_EXERCISE DIRECTIONS_
Write out the part of the DB2 LOAD text starting with "The following information" and going on through "the target table.".
--- START OF SOURCE ---
The following information is required when loading data:
- The path and the name of the input file, named pipe, or device.
- The name or alias of the target table.
- The format of the input source. This format can be DEL, ASC, PC/IXF, or CURSOR.
- Whether the input data is to be appended to the table, or is to replace the existing data in the table.
- A message file name, if the utility is invoked through the application programming interface (API), db2Load.
The DB2 LOAD command
Figure 3. The DB2 LOAD command
Figure 3a. The DB2 LOAD command (continued)
DB2 LOAD example
As with IMPORT, the LOAD utility requires that the structure of the tables already be established. Using the database defined in Appendix A, a typical script to LOAD comma-delimited data into a number of tables would be:
CONNECT TO Library; DELETE FROM Volume; LOAD FROM Volume.csv OF DEL INSERT INTO Volume; DELETE FROM Story; LOAD FROM Story.csv OF DEL INSERT INTO Story; DELETE FROM Volume_Title; LOAD FROM Volume_Title.csv OF DEL INSERT INTO Volume_Title; DELETE FROM Volume_Publisher; LOAD FROM Volume_Publisher.csv OF DEL INSERT INTO Volume_Publisher; DELETE FROM Author; LOAD FROM Author.csv OF DEL INSERT INTO Author; DELETE FROM Story_Title; LOAD FROM Story_Title.csv OF DEL INSERT INTO Story_Title; COMMIT; TERMINATE;
Loading data in a data partitioned environment
For more information, see the DB2 Data Movement Utilities Guide and Reference Manual (Chapter 4) and the Quick Beginnings for DB2 Servers Manual (Chapter 10)
In a partitioned database, large amounts of data are located across many partitions. Partitioning keys are used to determine on which database partition each portion of the data resides. The data must be partitioned before it can be loaded at the correct database partition.
--- END OF SOURCE ---
--- START OF STORED RECORDS ---
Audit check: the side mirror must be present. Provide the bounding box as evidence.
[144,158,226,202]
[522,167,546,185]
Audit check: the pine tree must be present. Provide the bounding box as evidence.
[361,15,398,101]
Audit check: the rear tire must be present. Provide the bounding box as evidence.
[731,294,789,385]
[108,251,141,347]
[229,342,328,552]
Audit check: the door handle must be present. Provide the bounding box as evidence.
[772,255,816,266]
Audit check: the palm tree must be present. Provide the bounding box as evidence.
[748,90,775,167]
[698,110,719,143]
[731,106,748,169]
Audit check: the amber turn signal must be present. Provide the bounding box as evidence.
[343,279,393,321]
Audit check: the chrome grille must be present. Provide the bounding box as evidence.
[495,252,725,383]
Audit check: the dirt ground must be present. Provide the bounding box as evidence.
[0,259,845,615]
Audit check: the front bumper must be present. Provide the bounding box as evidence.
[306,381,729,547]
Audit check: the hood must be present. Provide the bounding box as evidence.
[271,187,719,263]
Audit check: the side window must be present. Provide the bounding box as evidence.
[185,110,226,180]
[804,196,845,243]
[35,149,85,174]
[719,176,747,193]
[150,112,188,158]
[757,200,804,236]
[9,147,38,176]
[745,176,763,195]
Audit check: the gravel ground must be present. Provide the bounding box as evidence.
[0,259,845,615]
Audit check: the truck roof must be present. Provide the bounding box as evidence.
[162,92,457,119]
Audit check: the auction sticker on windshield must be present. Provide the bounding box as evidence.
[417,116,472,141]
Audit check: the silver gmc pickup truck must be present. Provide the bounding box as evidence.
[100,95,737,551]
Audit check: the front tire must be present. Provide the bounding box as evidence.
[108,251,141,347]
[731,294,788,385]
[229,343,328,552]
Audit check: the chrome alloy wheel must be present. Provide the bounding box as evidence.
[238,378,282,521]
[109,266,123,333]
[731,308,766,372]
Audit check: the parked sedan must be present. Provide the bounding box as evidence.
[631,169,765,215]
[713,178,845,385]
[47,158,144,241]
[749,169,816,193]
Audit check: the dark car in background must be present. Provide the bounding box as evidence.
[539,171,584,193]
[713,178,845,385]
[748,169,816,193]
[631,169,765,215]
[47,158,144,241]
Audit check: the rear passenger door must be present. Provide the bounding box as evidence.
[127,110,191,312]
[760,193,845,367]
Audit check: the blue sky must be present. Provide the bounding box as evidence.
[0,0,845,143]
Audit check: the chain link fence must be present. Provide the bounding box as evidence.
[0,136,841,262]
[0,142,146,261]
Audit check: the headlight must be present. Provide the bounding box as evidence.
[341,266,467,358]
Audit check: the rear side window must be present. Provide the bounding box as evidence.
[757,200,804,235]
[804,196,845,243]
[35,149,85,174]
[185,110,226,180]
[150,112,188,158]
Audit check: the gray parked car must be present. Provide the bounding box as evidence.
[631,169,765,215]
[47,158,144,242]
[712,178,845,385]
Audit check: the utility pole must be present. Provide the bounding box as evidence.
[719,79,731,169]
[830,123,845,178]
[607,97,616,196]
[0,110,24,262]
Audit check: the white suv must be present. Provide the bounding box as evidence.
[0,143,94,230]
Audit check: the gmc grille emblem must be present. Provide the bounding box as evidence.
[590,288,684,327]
--- END OF STORED RECORDS ---
_RESPONSE TO THIS EXERCISE_
The following information is required when loading data:
- The path and the name of the input file, named pipe, or device.
- The name or alias of the target table.